* _DATA FOR THE TASK_
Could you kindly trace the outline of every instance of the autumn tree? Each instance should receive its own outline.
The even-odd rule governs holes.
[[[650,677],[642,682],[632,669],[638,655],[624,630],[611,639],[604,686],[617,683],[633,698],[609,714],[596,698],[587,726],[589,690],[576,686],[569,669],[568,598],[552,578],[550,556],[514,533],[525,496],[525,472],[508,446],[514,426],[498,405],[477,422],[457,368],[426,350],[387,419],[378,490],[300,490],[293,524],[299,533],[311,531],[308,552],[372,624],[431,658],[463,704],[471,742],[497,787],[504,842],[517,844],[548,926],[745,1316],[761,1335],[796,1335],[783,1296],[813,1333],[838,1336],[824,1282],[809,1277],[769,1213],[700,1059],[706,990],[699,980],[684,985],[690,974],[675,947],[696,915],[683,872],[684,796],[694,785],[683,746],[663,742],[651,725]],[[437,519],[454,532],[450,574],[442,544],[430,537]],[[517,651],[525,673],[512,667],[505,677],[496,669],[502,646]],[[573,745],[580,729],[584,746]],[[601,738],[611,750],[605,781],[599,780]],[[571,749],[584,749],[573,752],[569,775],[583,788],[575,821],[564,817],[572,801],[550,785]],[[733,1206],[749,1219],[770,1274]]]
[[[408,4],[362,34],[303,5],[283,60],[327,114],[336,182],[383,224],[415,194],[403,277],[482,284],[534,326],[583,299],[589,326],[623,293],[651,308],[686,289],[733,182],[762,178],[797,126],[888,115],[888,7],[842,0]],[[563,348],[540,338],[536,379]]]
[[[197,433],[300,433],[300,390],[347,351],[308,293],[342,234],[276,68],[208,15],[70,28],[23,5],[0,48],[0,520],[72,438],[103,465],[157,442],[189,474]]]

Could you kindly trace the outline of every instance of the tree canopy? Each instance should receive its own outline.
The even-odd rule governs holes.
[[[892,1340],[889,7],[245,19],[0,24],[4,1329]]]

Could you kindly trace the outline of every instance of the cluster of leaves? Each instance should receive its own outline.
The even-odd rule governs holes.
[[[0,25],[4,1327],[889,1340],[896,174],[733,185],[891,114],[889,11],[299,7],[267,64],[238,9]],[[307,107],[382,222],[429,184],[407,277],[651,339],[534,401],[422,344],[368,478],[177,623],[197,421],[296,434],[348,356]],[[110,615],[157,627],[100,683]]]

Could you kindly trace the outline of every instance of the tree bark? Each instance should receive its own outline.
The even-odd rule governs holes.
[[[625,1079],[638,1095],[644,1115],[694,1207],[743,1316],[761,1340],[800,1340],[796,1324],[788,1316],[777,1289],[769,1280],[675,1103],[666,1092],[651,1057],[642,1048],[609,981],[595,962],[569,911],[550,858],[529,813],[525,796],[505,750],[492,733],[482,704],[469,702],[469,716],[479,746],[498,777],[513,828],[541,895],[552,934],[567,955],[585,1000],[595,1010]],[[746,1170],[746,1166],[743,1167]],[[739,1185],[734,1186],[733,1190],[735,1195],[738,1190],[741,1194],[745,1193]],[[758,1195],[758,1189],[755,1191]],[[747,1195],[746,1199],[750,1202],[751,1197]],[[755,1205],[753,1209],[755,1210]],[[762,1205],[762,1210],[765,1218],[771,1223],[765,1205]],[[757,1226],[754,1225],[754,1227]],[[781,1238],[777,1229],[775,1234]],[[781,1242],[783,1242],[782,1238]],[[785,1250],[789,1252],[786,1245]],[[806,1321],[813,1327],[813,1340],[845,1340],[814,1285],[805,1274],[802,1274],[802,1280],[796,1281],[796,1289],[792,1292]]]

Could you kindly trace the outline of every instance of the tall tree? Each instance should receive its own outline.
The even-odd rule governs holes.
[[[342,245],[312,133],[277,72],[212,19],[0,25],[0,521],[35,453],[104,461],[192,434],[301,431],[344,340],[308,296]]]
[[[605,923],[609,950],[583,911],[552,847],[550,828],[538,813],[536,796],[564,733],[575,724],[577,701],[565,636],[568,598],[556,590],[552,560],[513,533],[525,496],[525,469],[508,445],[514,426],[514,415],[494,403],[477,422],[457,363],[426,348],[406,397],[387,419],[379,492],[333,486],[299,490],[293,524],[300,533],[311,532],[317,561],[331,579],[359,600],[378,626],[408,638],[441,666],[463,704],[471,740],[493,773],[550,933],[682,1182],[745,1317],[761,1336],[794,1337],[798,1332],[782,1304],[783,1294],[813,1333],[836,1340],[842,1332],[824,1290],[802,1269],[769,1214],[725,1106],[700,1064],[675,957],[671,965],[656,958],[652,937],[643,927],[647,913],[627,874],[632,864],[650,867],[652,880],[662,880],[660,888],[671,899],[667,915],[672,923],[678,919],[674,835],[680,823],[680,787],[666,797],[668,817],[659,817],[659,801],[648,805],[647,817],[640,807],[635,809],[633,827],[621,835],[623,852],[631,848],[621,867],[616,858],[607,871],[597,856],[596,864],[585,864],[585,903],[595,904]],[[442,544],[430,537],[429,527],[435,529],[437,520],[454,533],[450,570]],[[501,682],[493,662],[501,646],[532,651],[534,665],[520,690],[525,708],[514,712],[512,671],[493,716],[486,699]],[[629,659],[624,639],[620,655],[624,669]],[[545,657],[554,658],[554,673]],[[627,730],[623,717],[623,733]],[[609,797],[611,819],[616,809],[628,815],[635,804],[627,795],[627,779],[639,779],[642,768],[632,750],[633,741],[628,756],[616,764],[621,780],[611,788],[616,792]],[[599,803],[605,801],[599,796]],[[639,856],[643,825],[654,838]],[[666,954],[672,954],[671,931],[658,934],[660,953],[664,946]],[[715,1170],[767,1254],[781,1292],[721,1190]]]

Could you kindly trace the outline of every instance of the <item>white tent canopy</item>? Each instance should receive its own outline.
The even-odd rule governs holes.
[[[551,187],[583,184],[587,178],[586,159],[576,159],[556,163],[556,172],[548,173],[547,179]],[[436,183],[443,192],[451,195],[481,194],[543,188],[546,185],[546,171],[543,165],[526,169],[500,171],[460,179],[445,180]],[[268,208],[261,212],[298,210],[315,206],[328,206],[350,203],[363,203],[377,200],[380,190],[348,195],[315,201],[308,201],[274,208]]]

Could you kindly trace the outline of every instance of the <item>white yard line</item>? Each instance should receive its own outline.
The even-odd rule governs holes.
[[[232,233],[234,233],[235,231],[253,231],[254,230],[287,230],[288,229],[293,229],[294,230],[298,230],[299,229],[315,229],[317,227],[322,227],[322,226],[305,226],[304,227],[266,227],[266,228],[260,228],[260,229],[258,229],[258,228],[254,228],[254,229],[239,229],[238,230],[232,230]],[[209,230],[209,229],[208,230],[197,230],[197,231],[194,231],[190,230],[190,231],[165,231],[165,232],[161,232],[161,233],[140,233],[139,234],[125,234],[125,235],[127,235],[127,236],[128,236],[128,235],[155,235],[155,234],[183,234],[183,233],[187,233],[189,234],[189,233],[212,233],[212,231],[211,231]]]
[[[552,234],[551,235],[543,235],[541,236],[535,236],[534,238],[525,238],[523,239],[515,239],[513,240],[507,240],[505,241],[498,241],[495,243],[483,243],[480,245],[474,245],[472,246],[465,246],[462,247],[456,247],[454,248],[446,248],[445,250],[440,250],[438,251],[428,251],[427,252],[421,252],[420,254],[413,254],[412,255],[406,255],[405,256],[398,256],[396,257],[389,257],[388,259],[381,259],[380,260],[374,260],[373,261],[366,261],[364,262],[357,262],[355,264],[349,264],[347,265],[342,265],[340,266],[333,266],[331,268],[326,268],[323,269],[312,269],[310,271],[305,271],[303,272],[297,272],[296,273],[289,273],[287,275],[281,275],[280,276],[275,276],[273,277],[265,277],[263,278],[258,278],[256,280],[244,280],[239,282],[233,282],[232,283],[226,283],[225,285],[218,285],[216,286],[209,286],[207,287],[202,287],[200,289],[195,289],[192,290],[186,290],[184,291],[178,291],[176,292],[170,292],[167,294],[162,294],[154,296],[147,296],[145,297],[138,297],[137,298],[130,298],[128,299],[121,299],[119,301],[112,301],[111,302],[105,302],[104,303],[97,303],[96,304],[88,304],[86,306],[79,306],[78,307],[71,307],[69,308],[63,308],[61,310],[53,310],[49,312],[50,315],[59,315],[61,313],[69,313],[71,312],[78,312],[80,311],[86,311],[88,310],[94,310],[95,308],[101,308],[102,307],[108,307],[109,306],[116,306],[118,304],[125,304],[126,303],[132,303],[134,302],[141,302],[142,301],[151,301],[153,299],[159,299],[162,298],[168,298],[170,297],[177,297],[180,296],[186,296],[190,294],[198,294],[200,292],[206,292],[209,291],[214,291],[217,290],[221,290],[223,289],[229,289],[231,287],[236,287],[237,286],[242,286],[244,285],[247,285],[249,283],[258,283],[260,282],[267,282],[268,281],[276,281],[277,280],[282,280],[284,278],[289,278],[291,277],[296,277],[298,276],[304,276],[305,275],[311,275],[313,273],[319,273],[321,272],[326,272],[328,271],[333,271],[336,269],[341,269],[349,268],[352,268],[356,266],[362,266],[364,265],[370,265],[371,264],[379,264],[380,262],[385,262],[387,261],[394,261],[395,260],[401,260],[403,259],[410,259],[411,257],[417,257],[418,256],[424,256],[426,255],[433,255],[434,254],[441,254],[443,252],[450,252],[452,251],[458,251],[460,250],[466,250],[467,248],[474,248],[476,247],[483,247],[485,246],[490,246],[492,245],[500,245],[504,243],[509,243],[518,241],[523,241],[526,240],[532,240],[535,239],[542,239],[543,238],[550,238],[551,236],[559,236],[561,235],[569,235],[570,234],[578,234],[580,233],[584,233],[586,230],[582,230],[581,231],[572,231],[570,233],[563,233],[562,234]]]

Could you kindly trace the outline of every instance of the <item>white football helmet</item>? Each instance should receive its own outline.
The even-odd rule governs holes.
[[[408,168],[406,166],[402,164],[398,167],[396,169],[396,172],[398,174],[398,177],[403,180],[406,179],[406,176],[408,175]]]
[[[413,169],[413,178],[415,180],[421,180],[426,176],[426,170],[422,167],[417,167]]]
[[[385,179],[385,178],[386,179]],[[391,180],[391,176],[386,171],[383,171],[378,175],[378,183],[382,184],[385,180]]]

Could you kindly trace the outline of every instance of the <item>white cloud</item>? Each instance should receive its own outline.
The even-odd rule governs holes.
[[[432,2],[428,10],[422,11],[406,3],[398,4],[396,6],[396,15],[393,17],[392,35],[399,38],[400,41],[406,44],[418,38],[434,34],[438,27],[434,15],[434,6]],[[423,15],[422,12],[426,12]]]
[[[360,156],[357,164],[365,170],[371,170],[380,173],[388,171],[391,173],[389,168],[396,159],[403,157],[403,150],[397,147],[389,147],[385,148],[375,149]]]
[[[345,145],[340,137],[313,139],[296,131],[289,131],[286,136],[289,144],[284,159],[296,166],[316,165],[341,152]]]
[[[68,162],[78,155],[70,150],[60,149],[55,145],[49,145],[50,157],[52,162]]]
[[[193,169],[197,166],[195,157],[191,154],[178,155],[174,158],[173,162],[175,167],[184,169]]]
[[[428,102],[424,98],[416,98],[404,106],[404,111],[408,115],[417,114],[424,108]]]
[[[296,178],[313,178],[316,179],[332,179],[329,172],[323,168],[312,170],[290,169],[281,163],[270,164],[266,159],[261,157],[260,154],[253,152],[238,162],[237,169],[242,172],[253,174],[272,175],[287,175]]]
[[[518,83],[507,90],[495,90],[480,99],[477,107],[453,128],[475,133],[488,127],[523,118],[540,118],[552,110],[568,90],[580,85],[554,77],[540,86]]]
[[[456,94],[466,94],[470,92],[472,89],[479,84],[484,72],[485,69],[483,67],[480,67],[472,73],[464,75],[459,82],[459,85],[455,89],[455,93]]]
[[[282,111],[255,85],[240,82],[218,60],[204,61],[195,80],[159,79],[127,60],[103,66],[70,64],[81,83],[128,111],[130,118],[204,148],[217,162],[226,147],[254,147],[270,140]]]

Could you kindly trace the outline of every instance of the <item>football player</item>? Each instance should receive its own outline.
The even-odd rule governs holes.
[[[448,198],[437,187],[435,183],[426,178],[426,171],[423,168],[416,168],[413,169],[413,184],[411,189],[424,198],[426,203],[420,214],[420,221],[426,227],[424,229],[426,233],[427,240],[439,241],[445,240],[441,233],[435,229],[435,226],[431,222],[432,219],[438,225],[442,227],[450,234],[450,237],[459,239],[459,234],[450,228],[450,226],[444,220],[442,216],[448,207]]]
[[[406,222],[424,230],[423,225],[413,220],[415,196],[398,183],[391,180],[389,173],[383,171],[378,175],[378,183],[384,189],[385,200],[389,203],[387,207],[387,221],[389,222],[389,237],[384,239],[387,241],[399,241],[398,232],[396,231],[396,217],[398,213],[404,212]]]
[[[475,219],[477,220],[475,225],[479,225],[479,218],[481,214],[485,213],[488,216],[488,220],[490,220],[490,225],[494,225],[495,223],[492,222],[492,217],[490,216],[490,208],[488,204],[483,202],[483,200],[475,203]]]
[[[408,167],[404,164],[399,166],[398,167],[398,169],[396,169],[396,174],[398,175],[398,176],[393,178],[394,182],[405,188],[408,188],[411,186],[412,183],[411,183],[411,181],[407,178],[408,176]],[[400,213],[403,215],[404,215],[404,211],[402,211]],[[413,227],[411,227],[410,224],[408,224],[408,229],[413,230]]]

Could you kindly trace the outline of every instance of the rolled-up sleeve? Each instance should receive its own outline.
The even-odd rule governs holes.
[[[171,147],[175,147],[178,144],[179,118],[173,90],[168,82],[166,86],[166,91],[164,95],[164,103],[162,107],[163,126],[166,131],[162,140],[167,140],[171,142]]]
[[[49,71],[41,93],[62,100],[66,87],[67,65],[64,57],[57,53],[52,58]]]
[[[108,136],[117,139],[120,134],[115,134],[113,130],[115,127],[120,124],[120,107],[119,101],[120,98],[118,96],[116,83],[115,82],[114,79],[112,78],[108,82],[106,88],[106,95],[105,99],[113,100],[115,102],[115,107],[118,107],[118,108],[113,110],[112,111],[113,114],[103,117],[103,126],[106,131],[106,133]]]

* _WHAT TO PRODUCE_
List every line above that contains the string "item", copying each such line in full.

* _EXPECTED ANSWER_
Could you kindly trace the outline of every instance of the <item>white tent canopy</item>? Each instance should receive its own outline.
Could you kindly trace the outline of every instance of the <item>white yard line</item>? Each instance should receive its own outline.
Could you kindly trace the outline of every instance of the <item>white football helmet</item>? Each instance should receive its own outline.
Could you kindly trace the outline of every instance of the <item>white cloud</item>? Each instance should receive its own outline.
Could you kindly trace the outline of every instance of the <item>football player</item>? Each instance should receive its own outline.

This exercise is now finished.